=== Fragmento del texto ===
"""

El hombre de las montañas era profundamente religioso. ¿Cuáles
eran las creencias que los obligaban a comportamientos tan extremos?, porque
para nosotros cortar las cabezas y las manos de los semejantes es todo un
crimen. El ganster de moral abotagada puede matar a un inocente, pero cortarle
la cabeza y las manos es cosa de las peores mafias y sólo a fin de aterrorizar al
enemigo. ¿Era esta la razón de los celtas, o mejor de los celtizados cántabros
y astures?
No,
perseguían el aprovechamiento místico de la fuerza del difunto.
Para ellos, el más allá era un lugar tan real como el mundo
palpable. Estaba ubicado en algún territorio del oeste (de ahí las oraciones al
Sol de los Muertos), generalmente identificado con unas Islas lejanas de
poniente. Lo llamaban El Sid.

"""

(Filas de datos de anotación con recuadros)
"""

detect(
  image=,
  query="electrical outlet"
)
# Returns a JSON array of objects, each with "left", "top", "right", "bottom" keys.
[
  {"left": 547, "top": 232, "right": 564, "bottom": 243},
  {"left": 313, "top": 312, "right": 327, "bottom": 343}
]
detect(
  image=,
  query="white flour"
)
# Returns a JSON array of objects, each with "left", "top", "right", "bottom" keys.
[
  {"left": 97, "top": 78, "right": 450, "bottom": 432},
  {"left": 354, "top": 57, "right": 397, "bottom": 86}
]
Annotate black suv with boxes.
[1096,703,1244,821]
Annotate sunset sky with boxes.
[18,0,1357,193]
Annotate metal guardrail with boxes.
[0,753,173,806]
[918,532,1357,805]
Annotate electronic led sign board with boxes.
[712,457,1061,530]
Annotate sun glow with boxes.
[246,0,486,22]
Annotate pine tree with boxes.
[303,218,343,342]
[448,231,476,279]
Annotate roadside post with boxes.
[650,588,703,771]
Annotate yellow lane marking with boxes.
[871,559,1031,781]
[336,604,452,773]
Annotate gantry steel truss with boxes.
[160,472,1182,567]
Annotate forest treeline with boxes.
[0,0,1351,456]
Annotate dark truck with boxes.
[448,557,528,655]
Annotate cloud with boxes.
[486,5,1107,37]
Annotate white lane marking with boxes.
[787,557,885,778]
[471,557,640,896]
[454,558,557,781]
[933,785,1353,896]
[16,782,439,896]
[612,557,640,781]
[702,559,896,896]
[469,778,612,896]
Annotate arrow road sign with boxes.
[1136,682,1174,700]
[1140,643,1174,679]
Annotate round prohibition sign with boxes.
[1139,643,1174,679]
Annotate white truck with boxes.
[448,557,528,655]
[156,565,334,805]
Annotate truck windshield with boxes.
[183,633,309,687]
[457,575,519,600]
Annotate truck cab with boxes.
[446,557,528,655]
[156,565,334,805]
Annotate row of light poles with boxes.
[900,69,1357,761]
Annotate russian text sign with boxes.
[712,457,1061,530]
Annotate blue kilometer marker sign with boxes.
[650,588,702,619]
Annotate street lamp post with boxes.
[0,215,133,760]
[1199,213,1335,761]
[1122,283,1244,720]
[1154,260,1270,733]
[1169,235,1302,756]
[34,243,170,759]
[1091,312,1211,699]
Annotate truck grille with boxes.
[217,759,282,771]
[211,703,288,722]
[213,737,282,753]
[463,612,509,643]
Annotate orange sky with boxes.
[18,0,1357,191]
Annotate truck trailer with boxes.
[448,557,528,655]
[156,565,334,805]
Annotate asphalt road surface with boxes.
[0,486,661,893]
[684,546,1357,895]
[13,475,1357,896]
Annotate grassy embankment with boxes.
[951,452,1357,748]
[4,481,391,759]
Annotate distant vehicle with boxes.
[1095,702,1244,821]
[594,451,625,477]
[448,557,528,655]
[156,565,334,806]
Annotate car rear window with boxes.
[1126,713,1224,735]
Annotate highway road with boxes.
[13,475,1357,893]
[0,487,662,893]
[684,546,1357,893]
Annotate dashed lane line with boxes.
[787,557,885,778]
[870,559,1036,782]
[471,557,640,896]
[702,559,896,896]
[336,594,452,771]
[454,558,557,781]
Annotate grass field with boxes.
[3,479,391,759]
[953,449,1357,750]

"""

=== Conjunto de tareas ===
- A) Devuelve sin cambios las líneas del listado desde la que contiene "Annotate metal guardrail with boxes." hasta la que contiene "[650,588,703,771]", ambas incluidas.
- B) Prolonga el texto sobre las creencias de los cántabros y astures a partir del punto en que se detiene.

=== Respuestas por tarea ===
- A)
Annotate metal guardrail with boxes.
[0,753,173,806]
[918,532,1357,805]
Annotate electronic led sign board with boxes.
[712,457,1061,530]
Annotate sun glow with boxes.
[246,0,486,22]
Annotate pine tree with boxes.
[303,218,343,342]
[448,231,476,279]
Annotate roadside post with boxes.
[650,588,703,771]

- B)
Además
en ese deseado lugar los difuntos se reencarnaban en unos cuerpos nuevos,
jóvenes y fuertes y vivían haciendo lo que más les gustaba, sobre todo guerrear
con Lug contra la Oscuridad hasta el fin de los tiempos. Para ellos era el
premio entre los premios el llegar a formar parte, tras su muerte, de la Gran
Cabalgada del dios tuerto.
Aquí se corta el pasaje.